The Government is to back a national trial of the tests to help universities weed out the brightest youngsters, and select candidates with aptitude from deprived communities. The use of the scholastic aptitude tests (SATs) was recommended in a government inquiry into university admissions earlier this year.
The inquiry, headed by Professor Steven Schwartz, vice-chancellor of Brunel University in west London, said the tests would pick out the brightest students from the plethora of pupils now obtaining three grade- A passes at A-level. This year, nearly a quarter of scripts were awarded an A-grade.
The tests will also allow admissions staff to identify the potential of youngsters from poor backgrounds.
Bill Rammell, Minister for higher education, said: "We need to help universities discriminate between the most able students."
The Government is to pump £1.6m into the trial - which will see 50,000 A-level candidates sit the tests in November, allowing them to show admissions tutors evidence of their ability rather than simply relying on predicted grades.
Admissions staff have acknowledged that using predicted grades to determine who they take on can favour independent schools, whose teachers are more adept at playing the system.
The trial will be carried out over five years by the National Foundation for Educational Research. All schools and colleges in England with A-level students will be invited to take part.

## SUPPLIED INFORMATION:

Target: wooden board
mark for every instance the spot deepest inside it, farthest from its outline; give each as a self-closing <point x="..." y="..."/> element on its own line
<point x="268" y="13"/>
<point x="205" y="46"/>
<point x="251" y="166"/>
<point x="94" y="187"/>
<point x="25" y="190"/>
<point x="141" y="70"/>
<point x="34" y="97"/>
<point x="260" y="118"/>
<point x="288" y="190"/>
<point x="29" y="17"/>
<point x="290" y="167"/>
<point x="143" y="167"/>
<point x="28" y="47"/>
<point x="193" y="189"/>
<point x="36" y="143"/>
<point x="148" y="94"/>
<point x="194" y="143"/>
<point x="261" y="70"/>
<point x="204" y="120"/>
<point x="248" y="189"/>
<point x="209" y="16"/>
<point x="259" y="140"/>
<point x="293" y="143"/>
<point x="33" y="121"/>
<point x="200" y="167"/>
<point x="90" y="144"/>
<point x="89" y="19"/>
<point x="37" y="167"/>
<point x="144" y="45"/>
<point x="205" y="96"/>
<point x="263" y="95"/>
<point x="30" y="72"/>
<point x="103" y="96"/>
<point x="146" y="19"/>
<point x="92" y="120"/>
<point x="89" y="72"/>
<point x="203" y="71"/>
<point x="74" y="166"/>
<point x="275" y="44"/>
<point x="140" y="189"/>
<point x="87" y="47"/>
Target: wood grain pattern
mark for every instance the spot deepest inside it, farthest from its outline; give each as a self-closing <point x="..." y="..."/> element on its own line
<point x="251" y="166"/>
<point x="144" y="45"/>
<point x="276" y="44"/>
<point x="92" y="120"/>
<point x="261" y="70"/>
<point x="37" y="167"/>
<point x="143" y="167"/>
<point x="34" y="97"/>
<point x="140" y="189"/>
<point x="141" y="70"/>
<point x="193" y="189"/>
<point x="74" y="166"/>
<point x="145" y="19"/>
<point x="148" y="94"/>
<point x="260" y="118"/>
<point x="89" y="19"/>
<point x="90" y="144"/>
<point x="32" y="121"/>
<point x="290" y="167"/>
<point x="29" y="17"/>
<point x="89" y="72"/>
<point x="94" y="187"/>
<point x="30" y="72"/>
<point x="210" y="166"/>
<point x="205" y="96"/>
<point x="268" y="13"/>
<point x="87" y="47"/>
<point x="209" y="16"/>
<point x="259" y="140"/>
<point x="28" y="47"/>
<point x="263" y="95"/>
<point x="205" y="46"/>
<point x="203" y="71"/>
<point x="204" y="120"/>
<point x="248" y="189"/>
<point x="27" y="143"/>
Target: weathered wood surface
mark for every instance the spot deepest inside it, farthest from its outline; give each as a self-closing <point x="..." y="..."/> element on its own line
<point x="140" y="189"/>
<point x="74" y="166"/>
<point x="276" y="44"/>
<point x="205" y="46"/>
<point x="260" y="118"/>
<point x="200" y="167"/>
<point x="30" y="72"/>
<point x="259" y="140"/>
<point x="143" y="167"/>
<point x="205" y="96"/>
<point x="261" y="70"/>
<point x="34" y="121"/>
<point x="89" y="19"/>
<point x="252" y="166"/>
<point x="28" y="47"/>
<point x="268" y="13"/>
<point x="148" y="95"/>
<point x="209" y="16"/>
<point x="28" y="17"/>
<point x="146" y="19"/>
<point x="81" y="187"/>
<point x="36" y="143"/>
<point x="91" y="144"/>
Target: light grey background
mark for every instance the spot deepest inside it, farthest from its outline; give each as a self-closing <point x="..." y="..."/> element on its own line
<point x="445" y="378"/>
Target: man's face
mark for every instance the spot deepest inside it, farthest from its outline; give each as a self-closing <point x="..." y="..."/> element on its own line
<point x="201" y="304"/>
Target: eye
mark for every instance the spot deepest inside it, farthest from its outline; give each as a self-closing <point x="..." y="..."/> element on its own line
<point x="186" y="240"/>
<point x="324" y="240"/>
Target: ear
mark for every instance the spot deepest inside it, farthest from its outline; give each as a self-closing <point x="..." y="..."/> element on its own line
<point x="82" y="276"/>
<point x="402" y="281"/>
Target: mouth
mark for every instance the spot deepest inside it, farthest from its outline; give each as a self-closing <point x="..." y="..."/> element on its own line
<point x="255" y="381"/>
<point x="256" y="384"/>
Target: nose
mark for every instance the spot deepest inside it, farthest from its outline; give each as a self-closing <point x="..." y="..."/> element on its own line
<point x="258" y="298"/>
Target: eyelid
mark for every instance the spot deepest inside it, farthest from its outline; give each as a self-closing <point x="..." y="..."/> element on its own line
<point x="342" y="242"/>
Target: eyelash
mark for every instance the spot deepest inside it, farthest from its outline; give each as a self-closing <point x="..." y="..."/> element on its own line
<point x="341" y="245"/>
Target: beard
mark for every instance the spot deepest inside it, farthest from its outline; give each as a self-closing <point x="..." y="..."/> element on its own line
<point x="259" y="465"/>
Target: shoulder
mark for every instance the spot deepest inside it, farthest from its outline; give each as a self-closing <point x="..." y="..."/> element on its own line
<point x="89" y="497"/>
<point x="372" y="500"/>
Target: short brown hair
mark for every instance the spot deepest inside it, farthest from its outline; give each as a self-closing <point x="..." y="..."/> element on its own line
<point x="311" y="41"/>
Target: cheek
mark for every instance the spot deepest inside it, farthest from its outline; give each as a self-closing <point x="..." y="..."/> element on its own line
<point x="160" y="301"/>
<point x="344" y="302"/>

## THE TASKS:
1) In the article on university aptitude tests, which organization will carry out the five-year trial?
2) Continue the article on university aptitude tests from its last sentence.
The lines that come after the article on university aptitude tests are separate material.

## ANSWERS FOR THE EXERCISE:
1) The National Foundation for Educational Research.

2)
Sir Peter Lampl, the millionaire philanthropist who has campaigned to widen access to top universities so they take in more students from poor backgrounds, welcomed the move. Sir Peter, the chairman of the Sutton Trust, which launched its own pilot using the tests two years ago, said it had shown the SATs "were measuring something different from A-levels". "It was able to identify potential among those students whose grades do not reflect their ability - particularly in below-average performing schools," he said.
Research in the US indicates use of the tests has increased the number of pupils from poor background getting into top universities such as Harvard - and then going on to get high-level degree passes.
Professor Schwartz said it would be preferable to introduce a national aptitude test rather than universities developing their own - to avoid youngsters having to sit a wide range of exams.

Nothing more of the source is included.